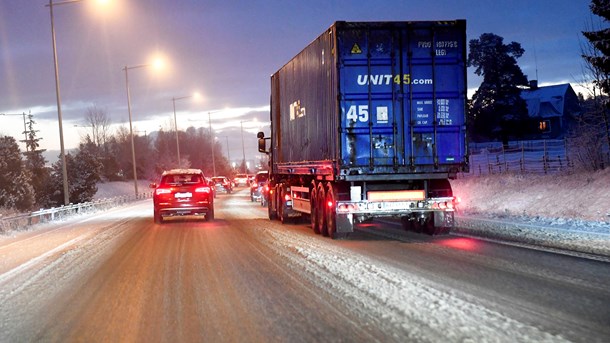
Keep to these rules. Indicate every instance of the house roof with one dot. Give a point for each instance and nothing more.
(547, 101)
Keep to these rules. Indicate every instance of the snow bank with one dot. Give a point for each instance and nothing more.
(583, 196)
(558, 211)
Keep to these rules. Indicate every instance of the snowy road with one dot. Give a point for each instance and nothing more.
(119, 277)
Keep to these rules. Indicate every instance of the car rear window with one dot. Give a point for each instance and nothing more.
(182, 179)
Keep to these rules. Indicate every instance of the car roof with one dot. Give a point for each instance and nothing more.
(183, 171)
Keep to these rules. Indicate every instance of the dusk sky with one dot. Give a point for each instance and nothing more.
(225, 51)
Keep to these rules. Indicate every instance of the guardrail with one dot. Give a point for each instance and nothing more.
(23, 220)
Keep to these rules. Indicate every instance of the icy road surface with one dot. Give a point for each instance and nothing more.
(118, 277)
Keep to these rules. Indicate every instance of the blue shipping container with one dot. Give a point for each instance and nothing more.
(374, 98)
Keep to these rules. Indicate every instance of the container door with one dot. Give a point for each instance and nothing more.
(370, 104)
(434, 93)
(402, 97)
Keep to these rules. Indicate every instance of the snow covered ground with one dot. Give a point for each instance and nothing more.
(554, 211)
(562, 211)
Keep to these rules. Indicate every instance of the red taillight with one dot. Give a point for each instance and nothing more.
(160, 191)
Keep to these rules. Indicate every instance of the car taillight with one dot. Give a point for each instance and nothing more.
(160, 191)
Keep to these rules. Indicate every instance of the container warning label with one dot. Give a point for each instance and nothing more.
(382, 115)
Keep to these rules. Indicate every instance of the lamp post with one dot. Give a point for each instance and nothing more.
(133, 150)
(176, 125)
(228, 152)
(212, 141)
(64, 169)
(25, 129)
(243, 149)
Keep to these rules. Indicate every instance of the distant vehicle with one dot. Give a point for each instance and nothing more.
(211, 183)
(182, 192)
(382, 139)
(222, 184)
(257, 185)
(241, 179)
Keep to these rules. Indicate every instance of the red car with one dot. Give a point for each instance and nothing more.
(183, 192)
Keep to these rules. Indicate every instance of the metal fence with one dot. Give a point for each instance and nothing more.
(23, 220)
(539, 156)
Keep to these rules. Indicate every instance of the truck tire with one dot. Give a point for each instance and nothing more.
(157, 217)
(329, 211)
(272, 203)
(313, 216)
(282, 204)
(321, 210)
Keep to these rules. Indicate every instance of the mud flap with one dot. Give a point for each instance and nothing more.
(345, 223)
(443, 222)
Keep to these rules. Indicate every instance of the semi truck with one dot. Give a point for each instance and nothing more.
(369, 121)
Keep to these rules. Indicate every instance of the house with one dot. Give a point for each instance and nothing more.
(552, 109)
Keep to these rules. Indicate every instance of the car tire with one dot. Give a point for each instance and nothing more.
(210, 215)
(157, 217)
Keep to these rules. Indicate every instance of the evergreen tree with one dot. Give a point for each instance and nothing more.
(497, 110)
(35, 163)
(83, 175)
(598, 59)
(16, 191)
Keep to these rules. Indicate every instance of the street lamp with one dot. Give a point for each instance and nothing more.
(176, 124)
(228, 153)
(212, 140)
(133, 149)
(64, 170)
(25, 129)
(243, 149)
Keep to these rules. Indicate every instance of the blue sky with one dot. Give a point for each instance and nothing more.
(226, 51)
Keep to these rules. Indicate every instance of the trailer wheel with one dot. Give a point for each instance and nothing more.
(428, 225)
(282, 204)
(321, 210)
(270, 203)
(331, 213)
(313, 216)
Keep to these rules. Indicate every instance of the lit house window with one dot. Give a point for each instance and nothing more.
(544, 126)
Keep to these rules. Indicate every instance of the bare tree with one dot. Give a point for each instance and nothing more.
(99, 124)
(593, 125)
__________________________________________________
*À FAIRE:*
Présente sous forme de liste numérotée tout ce qui va de la ligne contenant « Keep to these rules. Indicate every instance of the blue sky » jusqu'à la fin du matériel, en laissant de côté les lignes vides.

*RÉPONSE ATTENDUE:*
1. Keep to these rules. Indicate every instance of the blue sky with one dot. Give a point for each instance and nothing more.
2. (226, 51)
3. Keep to these rules. Indicate every instance of the trailer wheel with one dot. Give a point for each instance and nothing more.
4. (428, 225)
5. (282, 204)
6. (321, 210)
7. (270, 203)
8. (331, 213)
9. (313, 216)
10. Keep to these rules. Indicate every instance of the lit house window with one dot. Give a point for each instance and nothing more.
11. (544, 126)
12. Keep to these rules. Indicate every instance of the bare tree with one dot. Give a point for each instance and nothing more.
13. (99, 124)
14. (593, 125)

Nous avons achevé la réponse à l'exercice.